BEGIN

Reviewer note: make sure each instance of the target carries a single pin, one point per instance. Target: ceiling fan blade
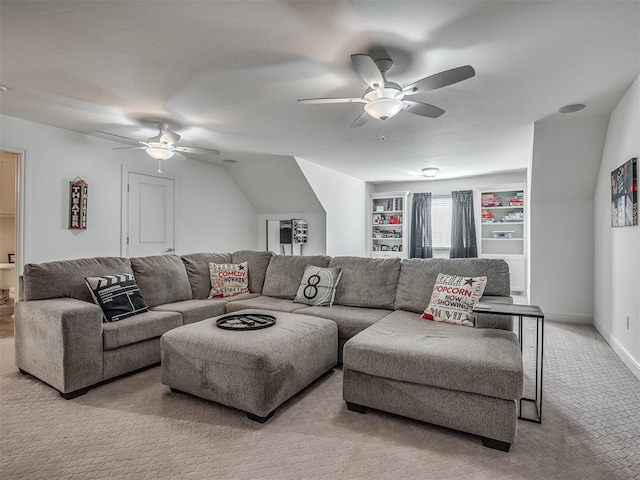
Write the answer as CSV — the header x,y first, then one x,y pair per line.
x,y
439,80
127,139
331,100
368,70
422,109
197,151
361,120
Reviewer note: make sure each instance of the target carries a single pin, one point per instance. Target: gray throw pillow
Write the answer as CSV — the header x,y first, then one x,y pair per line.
x,y
318,286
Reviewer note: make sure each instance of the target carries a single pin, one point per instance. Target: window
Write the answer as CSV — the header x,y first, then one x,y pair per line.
x,y
441,221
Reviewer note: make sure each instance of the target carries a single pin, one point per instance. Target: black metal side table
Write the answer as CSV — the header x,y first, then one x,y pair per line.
x,y
522,311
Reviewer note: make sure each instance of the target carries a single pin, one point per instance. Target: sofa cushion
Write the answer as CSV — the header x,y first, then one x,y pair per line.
x,y
453,299
318,286
66,278
284,273
118,296
264,303
403,346
195,310
229,279
197,265
350,320
367,282
418,276
141,327
162,279
258,263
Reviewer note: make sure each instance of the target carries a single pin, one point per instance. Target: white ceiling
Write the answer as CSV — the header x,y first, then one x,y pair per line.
x,y
226,74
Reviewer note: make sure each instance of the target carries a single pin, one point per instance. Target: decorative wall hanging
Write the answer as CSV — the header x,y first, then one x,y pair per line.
x,y
78,189
624,194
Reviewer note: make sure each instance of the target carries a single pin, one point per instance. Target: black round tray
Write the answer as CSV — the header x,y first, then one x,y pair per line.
x,y
246,321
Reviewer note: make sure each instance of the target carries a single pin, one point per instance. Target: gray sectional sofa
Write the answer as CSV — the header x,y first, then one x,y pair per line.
x,y
459,377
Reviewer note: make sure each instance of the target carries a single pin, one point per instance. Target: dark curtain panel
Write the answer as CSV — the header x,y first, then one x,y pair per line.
x,y
421,238
463,228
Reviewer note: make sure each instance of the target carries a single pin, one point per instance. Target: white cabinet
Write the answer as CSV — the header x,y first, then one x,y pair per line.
x,y
388,225
502,229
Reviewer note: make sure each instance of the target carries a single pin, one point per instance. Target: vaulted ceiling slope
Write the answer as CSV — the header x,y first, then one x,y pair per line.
x,y
228,74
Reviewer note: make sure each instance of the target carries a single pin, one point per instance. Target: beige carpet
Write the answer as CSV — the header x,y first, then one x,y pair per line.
x,y
134,428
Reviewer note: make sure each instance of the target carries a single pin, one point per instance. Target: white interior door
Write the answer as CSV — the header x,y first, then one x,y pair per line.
x,y
150,215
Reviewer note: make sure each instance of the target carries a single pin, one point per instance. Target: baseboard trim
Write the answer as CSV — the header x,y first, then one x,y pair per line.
x,y
631,363
568,318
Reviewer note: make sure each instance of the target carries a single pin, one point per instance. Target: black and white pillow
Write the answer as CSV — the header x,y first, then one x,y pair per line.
x,y
318,286
118,296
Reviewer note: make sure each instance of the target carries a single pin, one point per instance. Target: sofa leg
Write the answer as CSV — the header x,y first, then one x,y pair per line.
x,y
256,418
74,394
496,444
354,407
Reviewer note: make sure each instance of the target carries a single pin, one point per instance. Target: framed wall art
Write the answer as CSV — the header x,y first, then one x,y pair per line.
x,y
78,190
624,194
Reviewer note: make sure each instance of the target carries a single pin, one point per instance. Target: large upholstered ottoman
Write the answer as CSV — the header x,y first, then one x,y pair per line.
x,y
256,370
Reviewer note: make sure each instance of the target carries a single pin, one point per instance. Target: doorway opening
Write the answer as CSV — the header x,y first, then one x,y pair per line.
x,y
9,252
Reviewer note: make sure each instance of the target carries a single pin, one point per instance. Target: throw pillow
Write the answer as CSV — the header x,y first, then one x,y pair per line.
x,y
318,286
228,279
117,295
453,299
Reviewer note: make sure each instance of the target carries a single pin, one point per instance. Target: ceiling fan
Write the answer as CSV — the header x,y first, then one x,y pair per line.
x,y
384,99
162,146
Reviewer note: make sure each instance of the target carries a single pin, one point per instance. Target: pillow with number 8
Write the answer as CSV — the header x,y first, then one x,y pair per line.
x,y
318,286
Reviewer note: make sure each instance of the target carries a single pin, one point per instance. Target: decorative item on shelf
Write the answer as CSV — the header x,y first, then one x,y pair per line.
x,y
517,201
78,190
490,200
487,216
624,194
299,230
513,216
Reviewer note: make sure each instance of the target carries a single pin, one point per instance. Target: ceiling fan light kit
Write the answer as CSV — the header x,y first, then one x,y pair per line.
x,y
163,145
383,108
383,99
159,152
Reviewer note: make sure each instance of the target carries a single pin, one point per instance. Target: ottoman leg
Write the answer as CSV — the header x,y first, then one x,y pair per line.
x,y
259,419
354,407
496,444
74,394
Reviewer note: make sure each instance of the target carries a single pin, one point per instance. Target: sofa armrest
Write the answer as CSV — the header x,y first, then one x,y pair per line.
x,y
59,341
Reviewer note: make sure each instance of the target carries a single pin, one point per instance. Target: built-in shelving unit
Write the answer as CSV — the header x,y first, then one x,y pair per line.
x,y
388,225
502,228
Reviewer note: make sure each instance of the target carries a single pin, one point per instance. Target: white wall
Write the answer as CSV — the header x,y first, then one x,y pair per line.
x,y
316,238
212,213
566,157
445,187
617,250
344,199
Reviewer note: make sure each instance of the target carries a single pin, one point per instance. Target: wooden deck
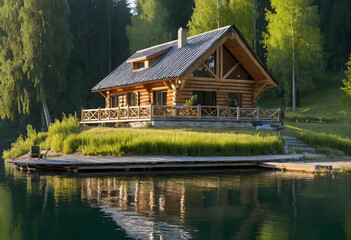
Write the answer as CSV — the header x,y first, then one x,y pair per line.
x,y
142,163
181,113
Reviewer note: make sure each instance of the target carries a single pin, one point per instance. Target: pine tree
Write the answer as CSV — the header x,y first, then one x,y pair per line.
x,y
347,82
294,46
148,27
212,14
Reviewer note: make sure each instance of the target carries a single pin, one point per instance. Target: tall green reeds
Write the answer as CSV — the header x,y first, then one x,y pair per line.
x,y
172,142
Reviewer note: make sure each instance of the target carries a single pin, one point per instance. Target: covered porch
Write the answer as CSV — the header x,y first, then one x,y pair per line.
x,y
179,113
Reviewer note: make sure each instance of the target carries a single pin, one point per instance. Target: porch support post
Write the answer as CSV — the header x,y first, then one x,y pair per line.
x,y
199,112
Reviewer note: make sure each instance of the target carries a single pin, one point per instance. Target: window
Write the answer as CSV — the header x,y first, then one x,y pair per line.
x,y
114,101
203,72
132,99
234,99
228,62
160,98
205,98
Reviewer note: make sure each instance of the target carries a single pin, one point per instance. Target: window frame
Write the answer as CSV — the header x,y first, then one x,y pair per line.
x,y
204,100
163,97
136,98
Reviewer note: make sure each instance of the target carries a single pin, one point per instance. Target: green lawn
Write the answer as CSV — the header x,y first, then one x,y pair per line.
x,y
332,139
67,137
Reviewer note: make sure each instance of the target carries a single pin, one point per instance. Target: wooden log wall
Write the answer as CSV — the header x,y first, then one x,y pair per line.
x,y
145,94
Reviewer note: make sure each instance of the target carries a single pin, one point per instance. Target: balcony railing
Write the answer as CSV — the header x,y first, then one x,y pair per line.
x,y
156,112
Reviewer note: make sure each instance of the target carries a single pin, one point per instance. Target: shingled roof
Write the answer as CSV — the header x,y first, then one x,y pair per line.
x,y
172,64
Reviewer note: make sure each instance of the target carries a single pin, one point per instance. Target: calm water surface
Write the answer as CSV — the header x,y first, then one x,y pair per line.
x,y
242,204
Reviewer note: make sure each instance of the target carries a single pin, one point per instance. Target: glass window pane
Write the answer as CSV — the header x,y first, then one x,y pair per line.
x,y
205,98
235,100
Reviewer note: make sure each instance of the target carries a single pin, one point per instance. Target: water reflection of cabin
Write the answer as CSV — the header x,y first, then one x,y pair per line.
x,y
155,83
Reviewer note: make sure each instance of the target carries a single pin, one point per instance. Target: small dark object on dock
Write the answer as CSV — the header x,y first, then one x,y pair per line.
x,y
330,167
35,153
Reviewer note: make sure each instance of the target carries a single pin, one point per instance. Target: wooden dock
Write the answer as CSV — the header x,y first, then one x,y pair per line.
x,y
148,163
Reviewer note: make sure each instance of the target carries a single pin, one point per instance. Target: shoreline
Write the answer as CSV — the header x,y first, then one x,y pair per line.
x,y
312,163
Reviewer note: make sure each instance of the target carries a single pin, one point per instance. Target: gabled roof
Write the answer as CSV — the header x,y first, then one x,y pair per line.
x,y
172,64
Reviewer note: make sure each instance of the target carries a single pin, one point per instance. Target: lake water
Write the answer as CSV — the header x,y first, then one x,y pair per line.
x,y
240,204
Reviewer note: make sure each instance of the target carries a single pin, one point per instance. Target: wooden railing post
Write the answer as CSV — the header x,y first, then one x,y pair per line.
x,y
199,112
151,111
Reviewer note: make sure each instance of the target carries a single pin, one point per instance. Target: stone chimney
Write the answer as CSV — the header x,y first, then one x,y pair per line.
x,y
182,37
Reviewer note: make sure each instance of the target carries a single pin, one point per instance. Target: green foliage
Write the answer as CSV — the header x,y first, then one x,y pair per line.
x,y
35,46
208,16
148,27
192,101
170,142
322,136
54,138
294,25
347,82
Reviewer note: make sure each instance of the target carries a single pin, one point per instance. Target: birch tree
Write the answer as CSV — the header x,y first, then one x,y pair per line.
x,y
294,46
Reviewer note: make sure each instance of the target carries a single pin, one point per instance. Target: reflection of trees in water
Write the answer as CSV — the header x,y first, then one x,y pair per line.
x,y
205,204
9,229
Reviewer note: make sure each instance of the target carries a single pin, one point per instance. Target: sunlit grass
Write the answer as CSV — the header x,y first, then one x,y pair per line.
x,y
322,136
68,137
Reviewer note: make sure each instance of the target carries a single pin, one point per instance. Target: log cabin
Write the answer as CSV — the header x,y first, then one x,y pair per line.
x,y
218,66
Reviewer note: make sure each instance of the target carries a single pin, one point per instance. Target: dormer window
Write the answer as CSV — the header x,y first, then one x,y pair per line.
x,y
140,65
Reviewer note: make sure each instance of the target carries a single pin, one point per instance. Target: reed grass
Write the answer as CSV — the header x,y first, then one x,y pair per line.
x,y
68,137
54,138
324,137
171,142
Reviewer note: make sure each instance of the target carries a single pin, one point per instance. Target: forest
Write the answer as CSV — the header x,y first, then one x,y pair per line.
x,y
53,52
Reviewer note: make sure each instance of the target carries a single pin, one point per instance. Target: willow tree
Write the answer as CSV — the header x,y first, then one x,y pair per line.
x,y
294,46
212,14
347,81
15,88
34,48
46,44
148,26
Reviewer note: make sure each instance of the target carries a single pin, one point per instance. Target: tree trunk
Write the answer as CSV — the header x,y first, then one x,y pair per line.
x,y
254,26
293,64
46,112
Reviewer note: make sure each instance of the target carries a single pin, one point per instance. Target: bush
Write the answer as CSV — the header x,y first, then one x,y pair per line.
x,y
54,138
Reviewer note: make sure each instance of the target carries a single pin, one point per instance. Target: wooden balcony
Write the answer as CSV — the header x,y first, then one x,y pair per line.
x,y
180,113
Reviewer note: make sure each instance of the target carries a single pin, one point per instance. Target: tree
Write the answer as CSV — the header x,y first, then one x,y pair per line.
x,y
294,46
347,82
46,46
35,44
148,26
212,14
15,87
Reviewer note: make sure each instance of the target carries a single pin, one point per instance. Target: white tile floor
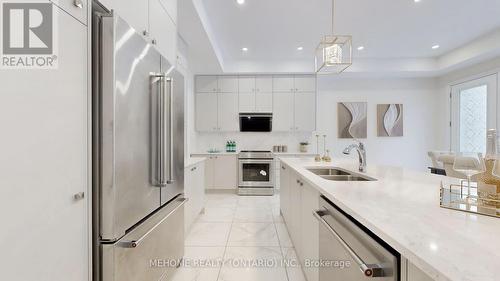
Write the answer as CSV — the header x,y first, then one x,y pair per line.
x,y
234,237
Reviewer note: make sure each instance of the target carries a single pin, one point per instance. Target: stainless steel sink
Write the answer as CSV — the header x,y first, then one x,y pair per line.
x,y
345,178
337,174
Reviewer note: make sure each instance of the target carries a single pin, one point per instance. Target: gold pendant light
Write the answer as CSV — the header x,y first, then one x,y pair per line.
x,y
334,52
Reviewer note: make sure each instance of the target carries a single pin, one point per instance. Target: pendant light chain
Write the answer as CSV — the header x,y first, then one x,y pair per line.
x,y
333,16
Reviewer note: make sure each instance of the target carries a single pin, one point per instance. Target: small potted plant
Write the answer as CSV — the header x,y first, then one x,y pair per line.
x,y
303,146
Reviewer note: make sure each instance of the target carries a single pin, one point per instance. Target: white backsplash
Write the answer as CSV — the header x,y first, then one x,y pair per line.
x,y
253,141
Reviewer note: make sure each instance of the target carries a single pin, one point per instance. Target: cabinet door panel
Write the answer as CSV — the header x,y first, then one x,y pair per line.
x,y
246,84
305,83
228,84
225,172
264,102
171,8
228,112
264,84
206,84
305,112
295,213
70,7
283,115
206,112
209,172
247,102
163,31
134,13
283,84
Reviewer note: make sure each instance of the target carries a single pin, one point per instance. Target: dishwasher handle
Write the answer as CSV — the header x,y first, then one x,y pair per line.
x,y
369,270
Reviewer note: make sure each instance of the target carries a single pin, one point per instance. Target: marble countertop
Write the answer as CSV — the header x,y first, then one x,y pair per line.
x,y
402,208
191,161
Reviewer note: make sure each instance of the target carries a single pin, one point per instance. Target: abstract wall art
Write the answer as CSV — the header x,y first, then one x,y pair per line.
x,y
390,120
352,120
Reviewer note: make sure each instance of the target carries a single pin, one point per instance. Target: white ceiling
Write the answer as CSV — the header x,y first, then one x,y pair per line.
x,y
388,29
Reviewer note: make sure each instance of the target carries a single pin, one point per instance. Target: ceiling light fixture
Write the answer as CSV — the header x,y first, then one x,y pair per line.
x,y
334,52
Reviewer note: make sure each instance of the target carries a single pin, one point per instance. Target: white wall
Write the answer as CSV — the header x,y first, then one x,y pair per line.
x,y
419,109
417,95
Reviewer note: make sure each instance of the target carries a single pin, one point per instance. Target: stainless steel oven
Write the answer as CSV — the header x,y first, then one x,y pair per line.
x,y
256,174
357,252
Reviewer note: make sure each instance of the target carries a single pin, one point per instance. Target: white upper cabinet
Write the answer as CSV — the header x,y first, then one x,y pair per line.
x,y
283,83
206,84
135,13
163,31
228,115
305,111
264,84
206,112
305,83
246,84
228,84
171,8
264,102
283,116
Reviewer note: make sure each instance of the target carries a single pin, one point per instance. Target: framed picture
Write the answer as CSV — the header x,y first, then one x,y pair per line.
x,y
390,120
352,120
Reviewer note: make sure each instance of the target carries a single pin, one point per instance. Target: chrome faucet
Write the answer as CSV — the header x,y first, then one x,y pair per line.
x,y
360,148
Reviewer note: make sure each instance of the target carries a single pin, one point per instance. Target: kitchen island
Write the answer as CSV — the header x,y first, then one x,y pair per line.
x,y
402,208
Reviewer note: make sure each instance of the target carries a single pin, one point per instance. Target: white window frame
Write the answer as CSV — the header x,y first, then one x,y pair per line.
x,y
493,105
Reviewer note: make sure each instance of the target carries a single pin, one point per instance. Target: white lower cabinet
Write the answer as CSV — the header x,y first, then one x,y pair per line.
x,y
298,201
194,190
221,172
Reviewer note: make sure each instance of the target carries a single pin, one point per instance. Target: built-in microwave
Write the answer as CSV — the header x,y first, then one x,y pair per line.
x,y
256,122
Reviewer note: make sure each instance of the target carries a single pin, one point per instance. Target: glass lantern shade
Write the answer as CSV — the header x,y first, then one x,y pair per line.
x,y
333,54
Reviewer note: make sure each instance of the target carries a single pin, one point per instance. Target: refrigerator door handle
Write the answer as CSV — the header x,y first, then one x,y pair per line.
x,y
158,156
133,242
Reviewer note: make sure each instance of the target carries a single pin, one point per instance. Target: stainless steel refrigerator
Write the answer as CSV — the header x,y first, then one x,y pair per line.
x,y
138,155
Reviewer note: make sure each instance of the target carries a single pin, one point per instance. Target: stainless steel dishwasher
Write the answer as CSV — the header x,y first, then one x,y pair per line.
x,y
349,251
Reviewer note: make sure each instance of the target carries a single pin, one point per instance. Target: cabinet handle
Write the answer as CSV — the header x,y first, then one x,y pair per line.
x,y
78,4
79,196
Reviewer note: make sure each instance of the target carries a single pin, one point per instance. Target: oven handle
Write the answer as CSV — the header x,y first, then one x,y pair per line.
x,y
369,270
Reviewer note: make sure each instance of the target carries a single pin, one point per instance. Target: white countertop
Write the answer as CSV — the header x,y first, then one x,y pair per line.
x,y
402,208
191,161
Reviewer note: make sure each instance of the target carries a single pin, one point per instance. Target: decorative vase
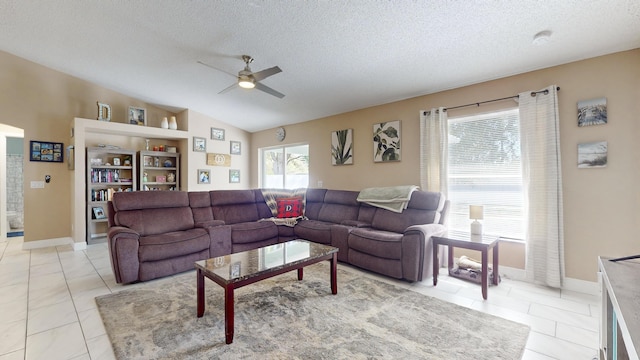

END

### ACTIVITY
Filter the listing down to the lines holding the word "steel", and return those.

### RESULT BELOW
Reviewer note: make sure each instance of the target carries a single pin, one point per instance. Target: stainless steel sink
Reviewer note: make sure each instance of the target carries a single pin, one point per instance. Target: stainless steel oven
Reviewer note: make sure each instance of the target carries a single pin, one point per instance. Target: stainless steel refrigerator
Reviewer note: make sure each instance of the target carries a single pin, one point per instance. Target: stainless steel dishwasher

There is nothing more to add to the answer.